**Compito assegnato**
Riscrivi per intero il passo citato qui sotto, parola per parola e senza cambiare nulla.

**Passo citato**

========

Ancor più della retrospettiva Anni Settanta, alla Rotonda delle Besana, ove i suoi lampeggianti flash optical dialogavano magnificamente con le colonne barocche del lazzaretto, questa, concertata da Leo Guerra e Cristina Quadrio Curzio, alterna il suo profetico «mestiere» di grafico, con la sua appunto «sterminata» e non ancora completamente sondata attività d’artista visual-visionario. Inafferrabile per originalità, e riserbo sperimentale, per tanto ben più noto all’estero (le sue opere essendo contemplate in musei come lo Stedelijck, il Moma e il V & A), è stato non a caso più omaggiato da estetologhi, «eretici»e curiosi, come Ballo o Dorfles o Bruno D’Amore, che non da critici d’arte ufficiali. Che invece hanno osannato l’optical più «ruffiano»di Soto e Vasarely. E oggi non è un caso che a recuperarlo, nel prezioso catalogo Credito Valtellinese, sia il figlio di un grande teorico dell’estetica come Luciano Anceschi e, di suo, cultore e protagonista di quella poesia visiva, che l’ha non di meno trascurato.

========

Voci del dataset
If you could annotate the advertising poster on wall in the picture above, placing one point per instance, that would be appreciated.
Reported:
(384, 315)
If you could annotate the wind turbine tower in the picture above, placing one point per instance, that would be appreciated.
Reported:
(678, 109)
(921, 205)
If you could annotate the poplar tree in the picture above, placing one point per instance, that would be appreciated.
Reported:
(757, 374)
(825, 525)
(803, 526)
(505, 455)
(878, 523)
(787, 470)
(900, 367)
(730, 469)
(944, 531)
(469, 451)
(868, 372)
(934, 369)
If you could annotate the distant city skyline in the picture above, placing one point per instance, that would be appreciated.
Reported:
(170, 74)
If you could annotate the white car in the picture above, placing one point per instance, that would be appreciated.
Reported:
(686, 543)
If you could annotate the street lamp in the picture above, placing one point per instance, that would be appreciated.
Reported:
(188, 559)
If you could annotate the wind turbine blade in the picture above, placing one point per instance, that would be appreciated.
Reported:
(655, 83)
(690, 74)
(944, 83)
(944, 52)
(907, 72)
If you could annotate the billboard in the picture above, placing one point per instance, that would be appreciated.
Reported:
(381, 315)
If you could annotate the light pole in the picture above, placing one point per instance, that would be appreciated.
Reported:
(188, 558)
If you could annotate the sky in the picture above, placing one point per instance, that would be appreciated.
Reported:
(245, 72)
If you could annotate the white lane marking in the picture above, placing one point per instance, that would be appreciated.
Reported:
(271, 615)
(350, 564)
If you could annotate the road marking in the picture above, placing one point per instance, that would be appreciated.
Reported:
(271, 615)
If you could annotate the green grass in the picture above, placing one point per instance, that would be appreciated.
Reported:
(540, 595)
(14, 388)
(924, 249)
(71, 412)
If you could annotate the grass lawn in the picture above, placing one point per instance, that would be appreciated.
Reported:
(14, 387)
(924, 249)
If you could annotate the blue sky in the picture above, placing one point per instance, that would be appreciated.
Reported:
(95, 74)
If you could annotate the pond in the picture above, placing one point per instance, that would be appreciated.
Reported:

========

**Risultato del compito**
Ancor più della retrospettiva Anni Settanta, alla Rotonda delle Besana, ove i suoi lampeggianti flash optical dialogavano magnificamente con le colonne barocche del lazzaretto, questa, concertata da Leo Guerra e Cristina Quadrio Curzio, alterna il suo profetico «mestiere» di grafico, con la sua appunto «sterminata» e non ancora completamente sondata attività d’artista visual-visionario. Inafferrabile per originalità, e riserbo sperimentale, per tanto ben più noto all’estero (le sue opere essendo contemplate in musei come lo Stedelijck, il Moma e il V & A), è stato non a caso più omaggiato da estetologhi, «eretici»e curiosi, come Ballo o Dorfles o Bruno D’Amore, che non da critici d’arte ufficiali. Che invece hanno osannato l’optical più «ruffiano»di Soto e Vasarely. E oggi non è un caso che a recuperarlo, nel prezioso catalogo Credito Valtellinese, sia il figlio di un grande teorico dell’estetica come Luciano Anceschi e, di suo, cultore e protagonista di quella poesia visiva, che l’ha non di meno trascurato.